__Excerpt to read__:

Thursday, May 7, 2015

Mayor Child Porn Scandal In North Las Vegas?

This is going to blow up, no matter what side of the political side you fall on.
From the LVRJ:
Former Chief Joseph Chronister, who retired Thursday, said that while one of his detectives investigated, he now wishes his department had done a more and had sought help from an outside agency.
North Las Vegas Police got the case after the mayor asked the department for help removing what he believed to be child pornography from his personal iPad. A detective helped out, but didn’t check any of the mayor’s other electronic devices or press Lee on why his story didn’t make sense in light of evidence found, a police report filed last year shows.
Asked if anyone else would have been treated the same way, the chief said the short answer is no.
“We’re talking about the mayor of North Las Vegas,” Chronister said. “He is a person of authority. He is a person of power. He absolutely has the ability to control certain aspects of our department.”
That includes who the chief of police is. Chronister said that Lee, who took office in July 2013, told him last December that he had to leave the department by June.
A North Las Vegas police officer since 1989, Chronister said he and Lee have clashing personalities, and that Lee wants “bobbleheads” in government who never disagree.
Reached for comment Thursday, Lee said he wasn’t investigated for possession of child pornography — he was a victim. He said he contacted police because he was worried children were being harmed and he felt he should give them his iPad in case it could stop a bad guy.
But Lee’s version of the events doesn’t match the police report or Chronister’s account of what happened.
PORNOGRAPHY FOUND
According to a report filed by Detective Mark Hoyt, another officer was at City Hall when the mayor approached him on Oct. 9, 2014.
Chronister said he was told that Lee “grabbed” the officer and said “he had an issue with kiddie porn popping up on his computer.”

__Excerpted data__:
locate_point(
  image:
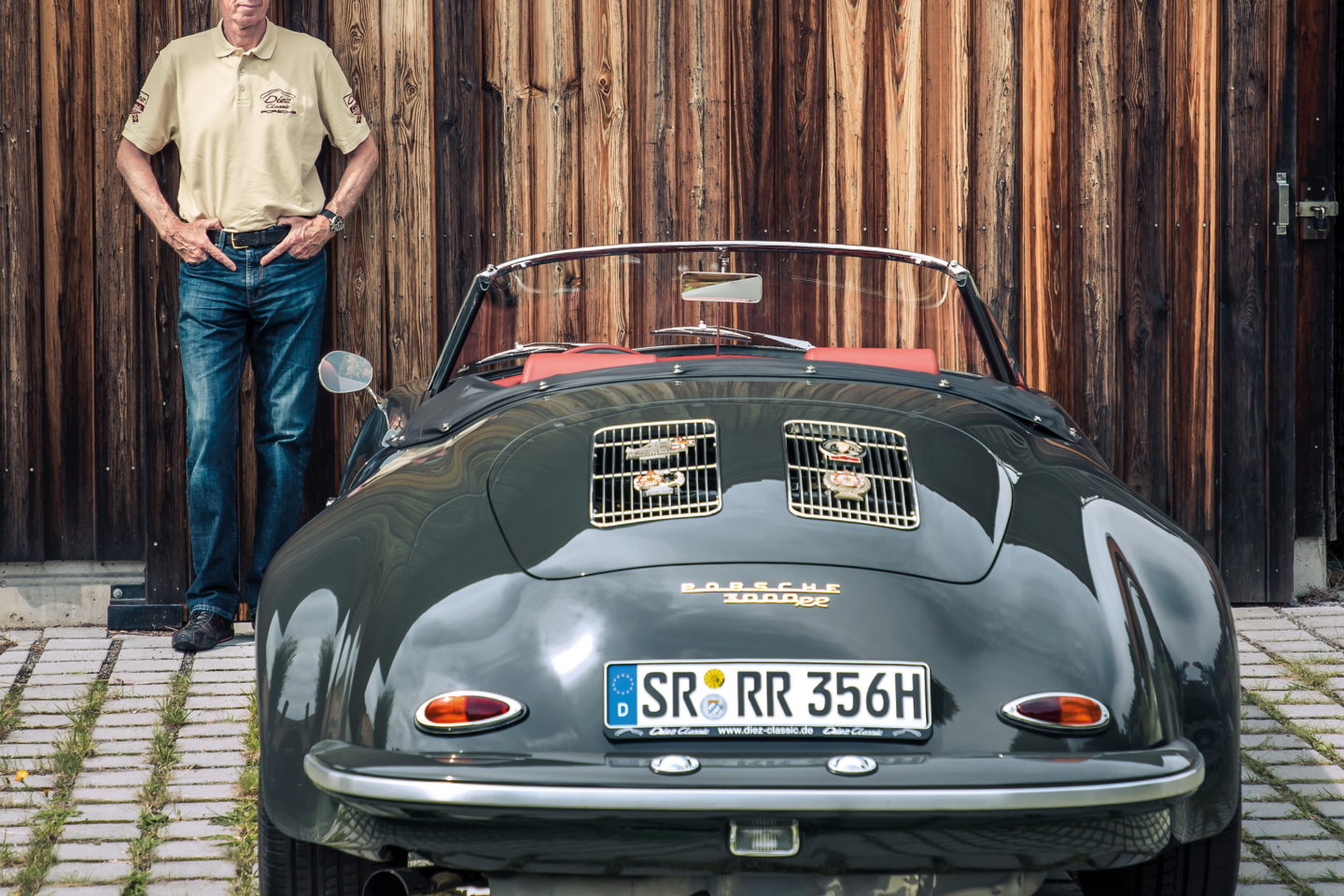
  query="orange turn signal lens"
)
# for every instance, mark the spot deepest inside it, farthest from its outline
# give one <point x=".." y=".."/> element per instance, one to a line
<point x="1058" y="712"/>
<point x="465" y="711"/>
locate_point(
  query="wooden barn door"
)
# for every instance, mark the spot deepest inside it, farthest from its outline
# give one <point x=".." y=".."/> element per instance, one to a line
<point x="1276" y="290"/>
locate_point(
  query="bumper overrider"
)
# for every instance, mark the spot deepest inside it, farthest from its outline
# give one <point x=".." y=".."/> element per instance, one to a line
<point x="914" y="813"/>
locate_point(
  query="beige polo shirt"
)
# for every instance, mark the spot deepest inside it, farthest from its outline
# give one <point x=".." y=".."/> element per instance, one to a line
<point x="249" y="125"/>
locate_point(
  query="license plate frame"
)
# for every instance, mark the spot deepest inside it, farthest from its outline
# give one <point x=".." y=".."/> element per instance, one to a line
<point x="629" y="702"/>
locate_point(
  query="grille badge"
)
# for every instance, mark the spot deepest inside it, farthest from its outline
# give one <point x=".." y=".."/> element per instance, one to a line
<point x="847" y="483"/>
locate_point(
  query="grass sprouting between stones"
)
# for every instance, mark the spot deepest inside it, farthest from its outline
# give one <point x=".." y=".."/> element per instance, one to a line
<point x="241" y="840"/>
<point x="153" y="794"/>
<point x="72" y="751"/>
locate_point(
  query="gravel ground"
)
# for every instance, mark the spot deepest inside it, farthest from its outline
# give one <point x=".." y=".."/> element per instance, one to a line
<point x="124" y="757"/>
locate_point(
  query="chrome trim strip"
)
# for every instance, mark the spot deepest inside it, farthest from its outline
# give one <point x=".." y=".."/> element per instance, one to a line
<point x="678" y="798"/>
<point x="1010" y="712"/>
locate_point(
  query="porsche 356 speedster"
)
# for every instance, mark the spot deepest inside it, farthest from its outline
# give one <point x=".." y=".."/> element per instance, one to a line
<point x="738" y="567"/>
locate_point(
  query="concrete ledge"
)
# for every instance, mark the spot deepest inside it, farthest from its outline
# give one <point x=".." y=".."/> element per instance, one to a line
<point x="1309" y="567"/>
<point x="35" y="595"/>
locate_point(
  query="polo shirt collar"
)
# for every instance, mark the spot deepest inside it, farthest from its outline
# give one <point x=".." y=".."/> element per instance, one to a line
<point x="262" y="51"/>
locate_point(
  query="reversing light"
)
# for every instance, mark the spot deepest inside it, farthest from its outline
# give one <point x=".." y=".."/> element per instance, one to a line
<point x="465" y="711"/>
<point x="1058" y="712"/>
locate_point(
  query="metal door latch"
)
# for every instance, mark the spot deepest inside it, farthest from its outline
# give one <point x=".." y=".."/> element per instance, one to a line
<point x="1315" y="211"/>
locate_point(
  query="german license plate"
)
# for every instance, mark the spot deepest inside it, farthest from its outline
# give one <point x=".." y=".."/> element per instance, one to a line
<point x="766" y="699"/>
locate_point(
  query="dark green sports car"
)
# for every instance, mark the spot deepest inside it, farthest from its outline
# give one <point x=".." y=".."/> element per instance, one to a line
<point x="738" y="567"/>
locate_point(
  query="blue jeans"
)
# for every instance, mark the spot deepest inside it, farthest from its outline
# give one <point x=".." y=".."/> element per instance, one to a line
<point x="274" y="315"/>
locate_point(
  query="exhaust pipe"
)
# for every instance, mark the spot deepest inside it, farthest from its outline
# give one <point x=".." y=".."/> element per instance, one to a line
<point x="399" y="881"/>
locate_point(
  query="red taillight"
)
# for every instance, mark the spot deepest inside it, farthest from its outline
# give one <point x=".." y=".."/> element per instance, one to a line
<point x="1058" y="712"/>
<point x="464" y="711"/>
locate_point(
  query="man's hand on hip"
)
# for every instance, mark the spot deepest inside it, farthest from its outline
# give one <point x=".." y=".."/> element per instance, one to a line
<point x="305" y="238"/>
<point x="191" y="244"/>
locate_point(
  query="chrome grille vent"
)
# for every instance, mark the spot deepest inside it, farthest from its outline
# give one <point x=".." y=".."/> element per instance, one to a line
<point x="655" y="471"/>
<point x="849" y="473"/>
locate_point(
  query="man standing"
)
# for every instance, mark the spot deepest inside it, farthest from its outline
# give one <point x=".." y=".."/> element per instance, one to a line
<point x="249" y="105"/>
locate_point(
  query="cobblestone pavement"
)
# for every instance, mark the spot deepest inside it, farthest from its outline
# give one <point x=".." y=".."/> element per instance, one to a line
<point x="153" y="789"/>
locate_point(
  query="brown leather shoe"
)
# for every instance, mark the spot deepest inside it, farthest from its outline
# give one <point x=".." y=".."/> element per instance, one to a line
<point x="203" y="630"/>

__Goal__: In the North Las Vegas news excerpt, since what year had Joseph Chronister been a North Las Vegas police officer?

__Answer for the task__: Since 1989.